------ Source passage ------
Sunday, January 12, 2014

Rabbi Reuven Hammer -- Tu Bishvat: "Responsibility for the Land"

Tu Bishvat: "Responsibility for the Land"

Rabbi Reuven Hammer

 

In the early days of pioneering Zionism,  secular settlers in Kibbutzim and elsewhere made attempts to recast religious holidays into new molds that emphasized the return of Jews to the soil. We were no longer an urban people, but a people that had returned to the land. Thus they emphasized the agricultural aspects of these days, singling out nature for praise and ignoring God and other religious aspects.

 

The most well known of these attempts was the plethora of Passover haggadot that spoke about Pesah solely as "the holiday of spring" and never mentioned the name of God or the idea of redemption. Shavuot, building on the idea of "first fruits," was especially important and was used to emphasize the harvests. Even children born during the year were paraded as "first fruits" and still are in some places. Obviously the aspect to the giving of the Torah was put aside. Few if any of these attempts have truly succeeded in remaking the holidays as far as the general Jewish public is concerned. The one exception is Tu Bishvat which is almost upon us. It was totally reinvented. From being the "new year of the trees," it became the holiday of tree planting, something never envisioned in the traditional sources. The success of this reinvention may be attributed to many forces, the most important being that it had the Jewish National Fund and all its resources behind it. In addition it filled a real need – the reforestation of a denuded land.
------
Task list ->
1: Using the Tu Bishvat text, decide whether each statement agrees with it: (a) the early secular settlers praised nature and left out God when they recast the holidays; (b) most of those attempts succeeded with the general Jewish public; (c) the traditional sources foresaw Tu Bishvat as a day for planting trees. Answer yes or no for each and quote the words that settle it.
2: Set down all the dataset rows below line for line without any changes, leaving out the pictures.
The text has no connection to the rows.
------ Recorded data ------
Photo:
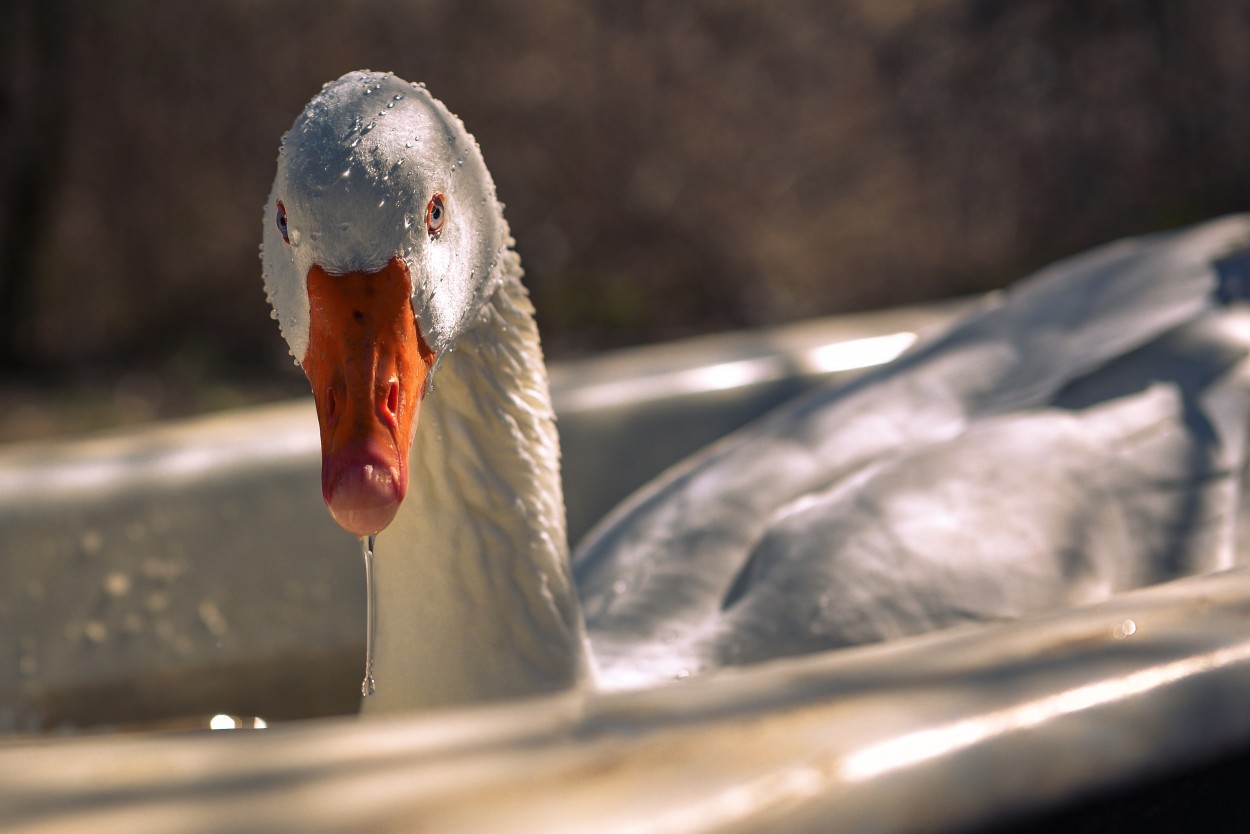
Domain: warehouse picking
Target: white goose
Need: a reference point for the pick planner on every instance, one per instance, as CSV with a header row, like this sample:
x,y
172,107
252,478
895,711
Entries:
------
Answers to the problems ->
1:
(a) Yes: "singling out nature for praise and ignoring God and other religious aspects."
(b) No: "Few if any of these attempts have truly succeeded in remaking the holidays as far as the general Jewish public is concerned."
(c) No: "it became the holiday of tree planting, something never envisioned in the traditional sources."

2:
Photo:
Domain: warehouse picking
Target: white goose
Need: a reference point for the pick planner on every instance, one per instance, as CSV with a header row, like this sample:
x,y
172,107
252,478
895,711
Entries:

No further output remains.